§ **提供された本文**
---

肉を溺愛する男がもてなす焼肉店『炭火焼肉 ふちおか』
ただまっすぐに肉に向き合う男がいる。
「お客様が喜んでもらえれば」
その思いで値上げもせず、妥協もせず、ひたすら努力をして今日も肉を切り続ける。
『炭火焼肉 ふちおか』
店主、渕岡弘幸、その人である。
肉に向き合うきっかけは大学時代のアルバイト。4年間焼肉屋で働き「いつかは自分の店を持ちたい!」と思うようになったという。その後、IT系システムエンジニアとして就職しつつも焼肉屋への想いはつのる。
何軒か食べ歩くうちに出会ったのが三ノ輪にあった『七厘』というお店。
お肉の切り方、出し方、コーススタイル、コスパの良さ、そして何より後の『炭火焼肉 なかはら』を開くご主人の中原健太郎氏の情熱、それに惚れ込み門を叩く。
3年2カ月の修業の間、すぐにお客様用の素晴らしい和牛を切ることは当然できない。中原氏のカットの技術を、背中を見て学び、肉の目利きを目で、手で触って覚えた。

---

[ポインティング用データセットの行]
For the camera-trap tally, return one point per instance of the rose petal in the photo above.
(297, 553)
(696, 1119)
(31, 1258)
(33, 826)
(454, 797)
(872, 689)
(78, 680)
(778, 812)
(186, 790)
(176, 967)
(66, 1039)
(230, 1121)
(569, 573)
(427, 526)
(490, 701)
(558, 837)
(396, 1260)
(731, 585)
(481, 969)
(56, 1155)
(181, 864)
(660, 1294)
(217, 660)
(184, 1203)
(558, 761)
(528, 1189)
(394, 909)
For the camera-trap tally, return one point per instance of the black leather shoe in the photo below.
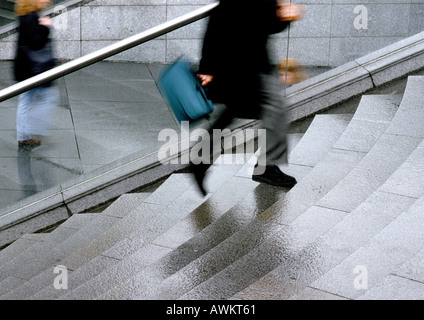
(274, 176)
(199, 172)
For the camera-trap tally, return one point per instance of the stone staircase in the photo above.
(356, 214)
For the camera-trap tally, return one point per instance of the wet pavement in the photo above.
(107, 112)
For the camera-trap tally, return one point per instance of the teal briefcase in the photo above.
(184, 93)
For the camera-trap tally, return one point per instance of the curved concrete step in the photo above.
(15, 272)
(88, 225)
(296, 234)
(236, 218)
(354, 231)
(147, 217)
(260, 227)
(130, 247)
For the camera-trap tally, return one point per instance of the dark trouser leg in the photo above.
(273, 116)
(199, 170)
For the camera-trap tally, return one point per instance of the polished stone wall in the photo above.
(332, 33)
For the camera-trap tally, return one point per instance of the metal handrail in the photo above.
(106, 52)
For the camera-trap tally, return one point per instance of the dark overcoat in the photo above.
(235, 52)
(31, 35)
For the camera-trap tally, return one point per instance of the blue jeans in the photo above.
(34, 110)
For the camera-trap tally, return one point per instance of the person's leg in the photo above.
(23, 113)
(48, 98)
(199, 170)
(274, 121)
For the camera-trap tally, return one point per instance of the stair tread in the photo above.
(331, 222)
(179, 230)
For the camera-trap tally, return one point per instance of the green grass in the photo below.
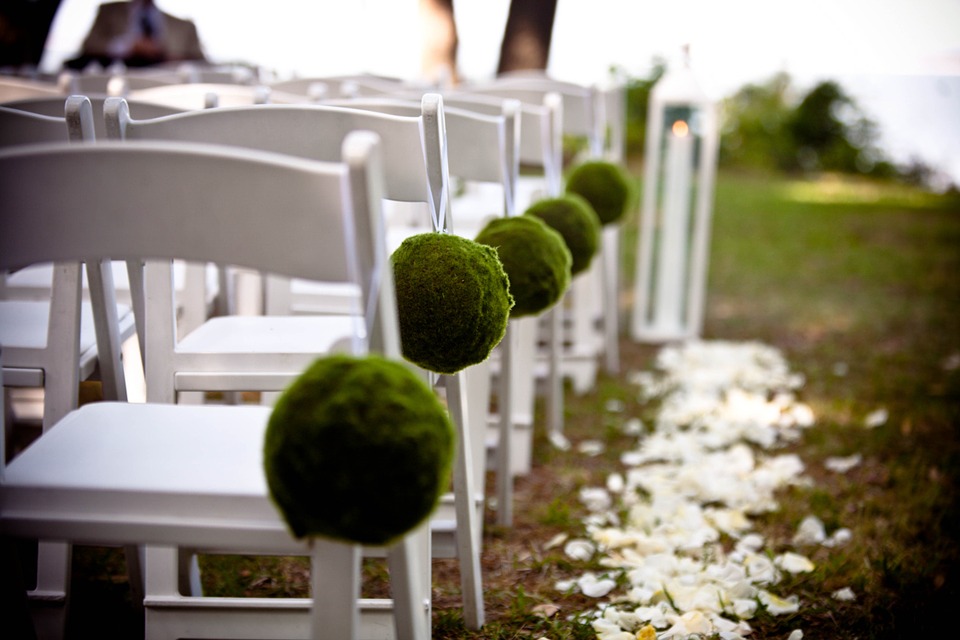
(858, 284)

---

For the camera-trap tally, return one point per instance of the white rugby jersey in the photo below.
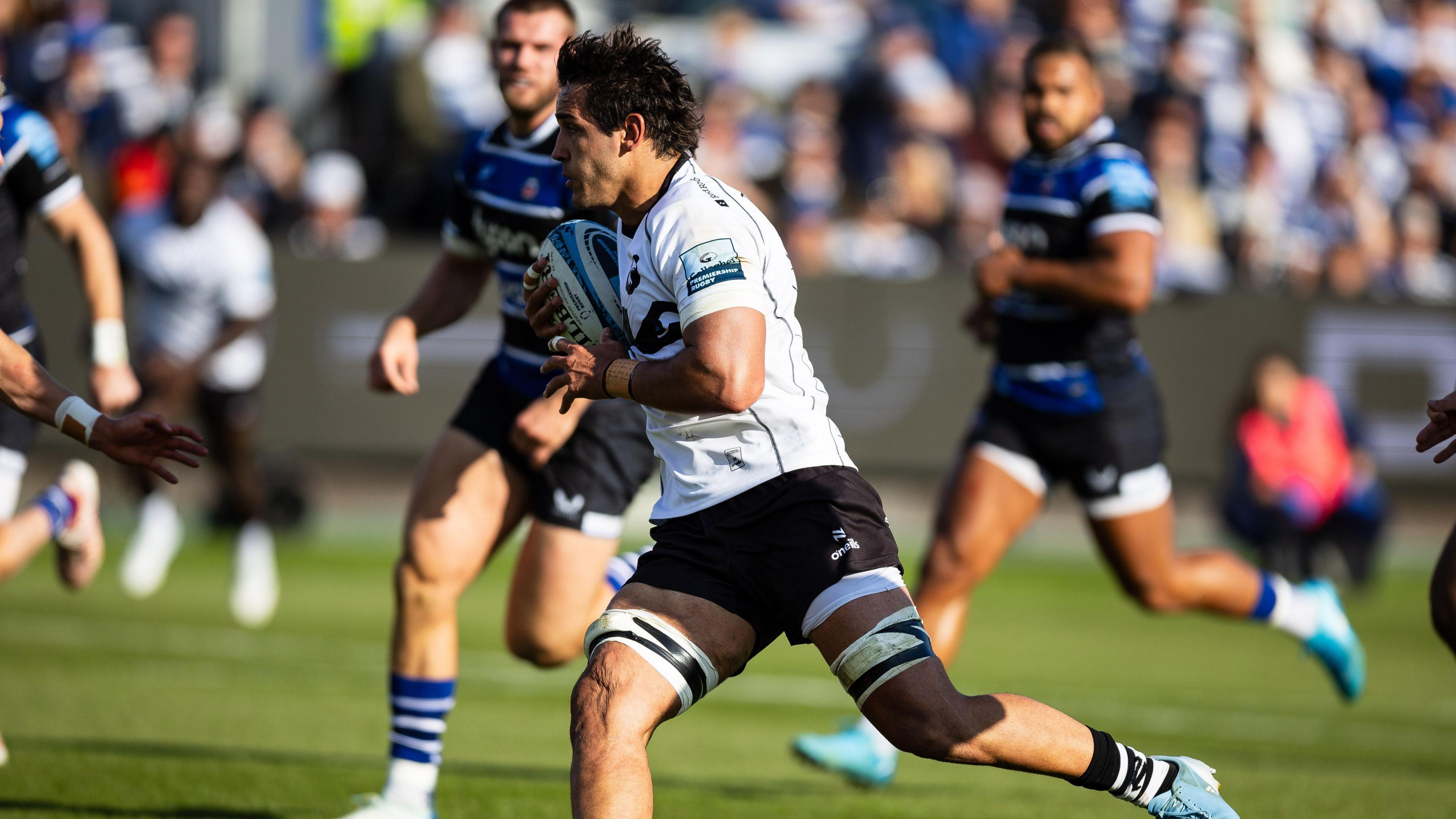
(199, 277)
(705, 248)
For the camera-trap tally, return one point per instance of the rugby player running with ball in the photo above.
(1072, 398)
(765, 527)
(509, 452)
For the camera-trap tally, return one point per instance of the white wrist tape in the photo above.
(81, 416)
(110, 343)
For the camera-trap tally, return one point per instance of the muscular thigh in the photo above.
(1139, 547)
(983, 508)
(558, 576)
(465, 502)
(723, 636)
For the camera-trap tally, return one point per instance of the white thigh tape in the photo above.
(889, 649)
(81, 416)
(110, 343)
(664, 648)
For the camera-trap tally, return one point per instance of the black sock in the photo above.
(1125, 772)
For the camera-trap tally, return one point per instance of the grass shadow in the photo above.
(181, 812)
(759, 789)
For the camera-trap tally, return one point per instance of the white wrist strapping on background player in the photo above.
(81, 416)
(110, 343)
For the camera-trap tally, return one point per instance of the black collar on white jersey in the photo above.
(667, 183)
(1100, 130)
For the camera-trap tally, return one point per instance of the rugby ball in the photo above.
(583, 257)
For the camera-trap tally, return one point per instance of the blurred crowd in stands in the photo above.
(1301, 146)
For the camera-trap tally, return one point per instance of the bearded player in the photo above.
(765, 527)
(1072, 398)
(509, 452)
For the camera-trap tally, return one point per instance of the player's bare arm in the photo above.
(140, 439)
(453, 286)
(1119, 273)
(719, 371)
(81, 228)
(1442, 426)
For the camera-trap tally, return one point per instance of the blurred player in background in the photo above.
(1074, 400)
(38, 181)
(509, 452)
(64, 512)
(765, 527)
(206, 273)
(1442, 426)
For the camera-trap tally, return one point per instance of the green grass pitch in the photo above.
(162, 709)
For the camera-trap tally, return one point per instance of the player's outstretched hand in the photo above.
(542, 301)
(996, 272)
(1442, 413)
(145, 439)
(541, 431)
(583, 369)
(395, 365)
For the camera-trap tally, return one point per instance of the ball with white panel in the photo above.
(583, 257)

---

焼肉店の紹介文から、「肉を溺愛する男がもてなす焼肉店『炭火焼肉 ふちおか』」から「きを目で、手で触って覚えた。」までの部分を一字一句そのまま書き写してください。

§ **課題の答え**
肉を溺愛する男がもてなす焼肉店『炭火焼肉 ふちおか』
ただまっすぐに肉に向き合う男がいる。
「お客様が喜んでもらえれば」
その思いで値上げもせず、妥協もせず、ひたすら努力をして今日も肉を切り続ける。
『炭火焼肉 ふちおか』
店主、渕岡弘幸、その人である。
肉に向き合うきっかけは大学時代のアルバイト。4年間焼肉屋で働き「いつかは自分の店を持ちたい!」と思うようになったという。その後、IT系システムエンジニアとして就職しつつも焼肉屋への想いはつのる。
何軒か食べ歩くうちに出会ったのが三ノ輪にあった『七厘』というお店。
お肉の切り方、出し方、コーススタイル、コスパの良さ、そして何より後の『炭火焼肉 なかはら』を開くご主人の中原健太郎氏の情熱、それに惚れ込み門を叩く。
3年2カ月の修業の間、すぐにお客様用の素晴らしい和牛を切ることは当然できない。中原氏のカットの技術を、背中を見て学び、肉の目利きを目で、手で触って覚えた。